Periódico
Jornal do Brasil
Caderno B. Publicada também em: livro Transumanas, de 1977.

O calendário não pegou no Rio. O ano efetivo carioca tem a duração de nove meses. É o máximo de tempo-responsável que a nossa tribo suporta. Depois de nove meses de gestação, as cucas de nossos tamoios perdem a consistência, sofrem contrações e dão à luz uma cuíca, ninguém segura a barriga do Rio quando acaba novembro. 

Trata-se duma hiperinflação de gratuidades.

Dezembro é fogo e é nesse fogo que os guanabarinos esquecem a produtividade, o compromisso, a carestia, dando férias geral à alma acorrentada. É no fogo de dezembro que o nosso clã desamarra o burro aristotélico e vai brincar nas pastagens da fantasia. O carioca só é de fato carioca durante três meses; no resto do ano é um cidadão mais ou menos cônscio dos seus deveres, quase um paulista.

Entradas de anotação de coordenadas:
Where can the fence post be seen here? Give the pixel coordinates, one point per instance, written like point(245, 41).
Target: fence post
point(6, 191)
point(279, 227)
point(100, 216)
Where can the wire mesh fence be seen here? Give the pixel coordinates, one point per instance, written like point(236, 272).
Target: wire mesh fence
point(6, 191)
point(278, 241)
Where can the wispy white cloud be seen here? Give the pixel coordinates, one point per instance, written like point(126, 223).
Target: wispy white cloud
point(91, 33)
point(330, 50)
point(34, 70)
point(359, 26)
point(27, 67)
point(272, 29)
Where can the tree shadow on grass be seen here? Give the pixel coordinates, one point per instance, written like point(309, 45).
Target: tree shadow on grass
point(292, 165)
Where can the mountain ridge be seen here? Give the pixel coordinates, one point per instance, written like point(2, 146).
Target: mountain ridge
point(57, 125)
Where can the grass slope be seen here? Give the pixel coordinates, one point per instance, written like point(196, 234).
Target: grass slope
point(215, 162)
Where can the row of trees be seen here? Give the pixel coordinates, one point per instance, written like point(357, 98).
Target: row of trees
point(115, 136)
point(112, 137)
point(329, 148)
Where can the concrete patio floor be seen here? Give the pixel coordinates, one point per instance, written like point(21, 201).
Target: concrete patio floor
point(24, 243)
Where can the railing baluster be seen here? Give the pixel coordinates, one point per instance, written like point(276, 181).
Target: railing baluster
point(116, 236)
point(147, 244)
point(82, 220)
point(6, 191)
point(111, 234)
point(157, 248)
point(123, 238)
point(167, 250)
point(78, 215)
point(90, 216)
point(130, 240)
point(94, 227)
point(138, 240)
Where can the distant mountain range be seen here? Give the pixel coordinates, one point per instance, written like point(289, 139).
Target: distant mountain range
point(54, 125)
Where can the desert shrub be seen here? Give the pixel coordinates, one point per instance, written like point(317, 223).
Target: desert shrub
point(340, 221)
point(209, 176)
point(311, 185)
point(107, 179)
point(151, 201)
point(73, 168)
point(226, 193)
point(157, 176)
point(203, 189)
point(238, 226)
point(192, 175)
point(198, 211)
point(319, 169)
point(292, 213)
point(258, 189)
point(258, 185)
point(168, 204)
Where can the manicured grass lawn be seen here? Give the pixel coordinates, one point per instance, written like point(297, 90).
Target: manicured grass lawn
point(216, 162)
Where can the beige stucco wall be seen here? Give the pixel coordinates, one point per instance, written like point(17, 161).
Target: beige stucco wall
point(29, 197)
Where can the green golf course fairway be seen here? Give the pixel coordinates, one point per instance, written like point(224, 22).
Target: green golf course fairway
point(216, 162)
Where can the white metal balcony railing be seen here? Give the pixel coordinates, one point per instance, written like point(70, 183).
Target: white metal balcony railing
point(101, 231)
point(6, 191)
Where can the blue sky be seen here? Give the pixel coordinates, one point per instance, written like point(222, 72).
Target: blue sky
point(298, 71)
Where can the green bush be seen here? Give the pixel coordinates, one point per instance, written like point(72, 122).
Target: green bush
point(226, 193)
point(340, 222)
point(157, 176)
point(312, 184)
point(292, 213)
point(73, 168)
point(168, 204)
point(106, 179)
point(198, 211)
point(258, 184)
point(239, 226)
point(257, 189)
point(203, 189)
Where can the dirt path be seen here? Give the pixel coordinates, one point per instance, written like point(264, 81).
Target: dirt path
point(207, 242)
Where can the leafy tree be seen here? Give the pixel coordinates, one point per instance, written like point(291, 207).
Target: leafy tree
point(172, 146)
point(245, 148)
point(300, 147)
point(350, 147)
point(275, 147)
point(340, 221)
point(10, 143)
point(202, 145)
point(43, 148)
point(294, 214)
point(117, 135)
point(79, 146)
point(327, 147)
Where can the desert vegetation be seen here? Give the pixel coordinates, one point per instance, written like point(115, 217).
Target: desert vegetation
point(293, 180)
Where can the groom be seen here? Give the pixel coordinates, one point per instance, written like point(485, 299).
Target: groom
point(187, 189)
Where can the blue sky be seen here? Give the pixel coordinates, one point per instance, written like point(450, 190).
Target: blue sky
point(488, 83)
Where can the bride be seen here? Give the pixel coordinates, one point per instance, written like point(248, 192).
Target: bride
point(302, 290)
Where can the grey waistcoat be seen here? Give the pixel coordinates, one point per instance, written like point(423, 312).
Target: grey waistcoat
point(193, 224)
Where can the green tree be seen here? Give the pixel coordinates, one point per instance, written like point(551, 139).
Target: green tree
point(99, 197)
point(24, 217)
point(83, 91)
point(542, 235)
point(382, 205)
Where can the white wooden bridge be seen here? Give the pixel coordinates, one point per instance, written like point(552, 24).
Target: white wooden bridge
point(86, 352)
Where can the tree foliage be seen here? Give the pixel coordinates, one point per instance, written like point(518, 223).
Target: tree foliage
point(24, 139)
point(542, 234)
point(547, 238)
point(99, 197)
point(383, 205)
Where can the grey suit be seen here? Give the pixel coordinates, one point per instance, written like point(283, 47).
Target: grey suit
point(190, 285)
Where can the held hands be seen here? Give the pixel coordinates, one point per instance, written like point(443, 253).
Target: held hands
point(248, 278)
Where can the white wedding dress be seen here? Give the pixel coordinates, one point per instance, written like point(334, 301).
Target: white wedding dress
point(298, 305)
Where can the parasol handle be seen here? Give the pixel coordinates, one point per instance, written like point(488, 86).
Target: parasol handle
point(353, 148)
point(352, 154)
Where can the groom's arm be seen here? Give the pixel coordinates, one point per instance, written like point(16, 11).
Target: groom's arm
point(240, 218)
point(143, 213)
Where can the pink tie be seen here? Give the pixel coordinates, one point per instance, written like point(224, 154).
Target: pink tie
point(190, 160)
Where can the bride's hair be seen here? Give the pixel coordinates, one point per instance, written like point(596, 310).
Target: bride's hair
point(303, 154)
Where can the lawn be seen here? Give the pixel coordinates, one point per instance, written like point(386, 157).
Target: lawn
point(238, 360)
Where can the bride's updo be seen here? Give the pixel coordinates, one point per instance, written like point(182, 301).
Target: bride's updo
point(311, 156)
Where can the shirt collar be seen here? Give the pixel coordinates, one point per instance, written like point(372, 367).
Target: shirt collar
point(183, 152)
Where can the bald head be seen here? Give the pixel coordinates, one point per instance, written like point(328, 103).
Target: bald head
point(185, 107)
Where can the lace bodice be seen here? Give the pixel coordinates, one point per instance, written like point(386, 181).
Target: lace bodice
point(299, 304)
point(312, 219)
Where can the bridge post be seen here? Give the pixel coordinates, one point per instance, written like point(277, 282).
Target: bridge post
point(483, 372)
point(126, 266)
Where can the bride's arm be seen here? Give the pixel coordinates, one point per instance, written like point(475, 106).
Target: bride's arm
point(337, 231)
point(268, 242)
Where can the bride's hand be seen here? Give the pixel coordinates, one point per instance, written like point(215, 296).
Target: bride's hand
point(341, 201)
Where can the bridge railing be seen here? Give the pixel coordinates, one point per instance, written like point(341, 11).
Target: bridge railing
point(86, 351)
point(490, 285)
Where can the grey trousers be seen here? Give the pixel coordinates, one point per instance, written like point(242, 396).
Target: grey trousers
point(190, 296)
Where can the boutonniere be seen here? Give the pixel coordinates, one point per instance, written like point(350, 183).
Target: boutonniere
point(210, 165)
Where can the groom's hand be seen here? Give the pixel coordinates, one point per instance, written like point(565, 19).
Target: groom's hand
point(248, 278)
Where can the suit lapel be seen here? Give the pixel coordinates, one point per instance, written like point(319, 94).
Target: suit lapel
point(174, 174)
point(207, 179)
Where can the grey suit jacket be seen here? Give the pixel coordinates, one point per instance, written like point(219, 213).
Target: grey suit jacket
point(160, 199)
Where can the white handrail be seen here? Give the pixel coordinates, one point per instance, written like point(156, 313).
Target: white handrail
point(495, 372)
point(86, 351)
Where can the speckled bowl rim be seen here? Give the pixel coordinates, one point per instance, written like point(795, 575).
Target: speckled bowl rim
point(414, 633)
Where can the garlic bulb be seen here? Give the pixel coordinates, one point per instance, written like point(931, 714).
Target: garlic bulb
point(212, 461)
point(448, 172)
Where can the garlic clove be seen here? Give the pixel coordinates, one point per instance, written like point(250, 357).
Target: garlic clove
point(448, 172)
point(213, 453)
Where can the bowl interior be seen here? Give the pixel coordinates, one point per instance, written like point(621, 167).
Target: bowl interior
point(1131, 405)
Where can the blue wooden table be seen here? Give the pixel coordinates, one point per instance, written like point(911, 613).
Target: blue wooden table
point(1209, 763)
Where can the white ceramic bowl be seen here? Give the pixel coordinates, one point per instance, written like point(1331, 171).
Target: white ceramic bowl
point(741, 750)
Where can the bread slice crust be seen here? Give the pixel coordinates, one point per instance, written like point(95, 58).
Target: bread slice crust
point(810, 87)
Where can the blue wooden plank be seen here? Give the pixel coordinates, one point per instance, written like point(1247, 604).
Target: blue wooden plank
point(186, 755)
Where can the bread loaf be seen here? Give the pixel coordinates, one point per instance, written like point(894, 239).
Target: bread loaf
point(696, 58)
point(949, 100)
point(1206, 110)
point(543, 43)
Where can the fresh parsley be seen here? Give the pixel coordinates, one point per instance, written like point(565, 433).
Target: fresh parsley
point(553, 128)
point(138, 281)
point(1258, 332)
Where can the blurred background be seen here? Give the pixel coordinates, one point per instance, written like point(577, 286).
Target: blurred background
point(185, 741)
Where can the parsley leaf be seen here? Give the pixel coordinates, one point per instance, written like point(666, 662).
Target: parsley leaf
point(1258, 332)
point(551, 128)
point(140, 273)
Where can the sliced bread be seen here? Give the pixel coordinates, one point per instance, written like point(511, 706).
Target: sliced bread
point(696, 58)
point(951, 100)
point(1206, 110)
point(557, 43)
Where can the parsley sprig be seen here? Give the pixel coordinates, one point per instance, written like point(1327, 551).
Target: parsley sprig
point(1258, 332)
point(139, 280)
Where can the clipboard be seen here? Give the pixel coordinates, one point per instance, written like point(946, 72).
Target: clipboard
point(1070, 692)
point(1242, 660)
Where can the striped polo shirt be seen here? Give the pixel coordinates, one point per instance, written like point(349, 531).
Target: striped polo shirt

**O que fazer**
(1) Segundo a crônica sobre o ano carioca, por que o ano efetivo no Rio tem a duração de apenas nove meses? Responda em uma a três frases.
(2) Enumere tudo o que, conforme a crônica sobre o ano carioca, os guanabarinos esquecem no fogo de dezembro.
(3) Dê continuidade à crônica sobre o ano carioca, começando logo após a última frase apresentada.

**Respostas dos exercícios**
(1) Porque nove meses é o máximo de tempo-responsável que a tribo carioca suporta. Depois desse período, as cucas dos tamoios perdem a consistência, e ninguém segura a barriga do Rio quando acaba novembro.

(2) A produtividade, o compromisso e a carestia.

(3)
Dezembro é o mais adolescente dos meses: sem juízo, turbulento, transpirando pansexualismo. Gasta-se em dezembro o dinheiro que não se tem e a saúde que se economizou. Assim sendo, quando janeiro já está engrenado, corre um desejo forte de se descansar das farras de fim de ano, uma necessidade de não se fazer nada. Sejamos sutis: em dezembro a alma carioca entra em férias, mas férias ativas, agitadas, divertidas; janeiro é o descanso do descanso. Nada acontece então na paisagem espiritual do carioca, nenhum desejo, nenhuma inclinação para o bem ou para o mal, a sensação biológica de que a vida flui e faz um calor danado. 

Quando janeiro já vai estrebuchando, o carioca leva um susto. O mesmo susto que me esfriava todo, quando mamãe, de repente, como se me detestasse, começava a falar que já estava em tempo de providenciar uniformes novos para o colégio. Quando vejo um jovem reclamar contra os aborrecimentos da vida de estudante, costumo dizer-lhe que há uma única vantagem em envelhecer: não ir ao colégio, não se ter de fazer e decorar verbos irregulares.

O carioca no finzinho de janeiro sente exatamente que as férias vão terminar, é preciso arrumar uniforme novo, enfrentar os professores e os horários ditatoriais. Aí, dá uma louca no Rio.

Fevereiro é um mês torto e adoidado. Não se encaixa no compasso anual. Falo de experiência profunda, pois tive a predestinação de vir ao mundo no último dia de fevereiro, nadando sem direção, e sei muito bem o quanto signo de peixes implica em incongruências e instabilidade. 

Há certo encanto dionisíaco em ser de fevereiro, mas posso afiançar que não é fácil de se levar a marca desse mês truncado e biruta.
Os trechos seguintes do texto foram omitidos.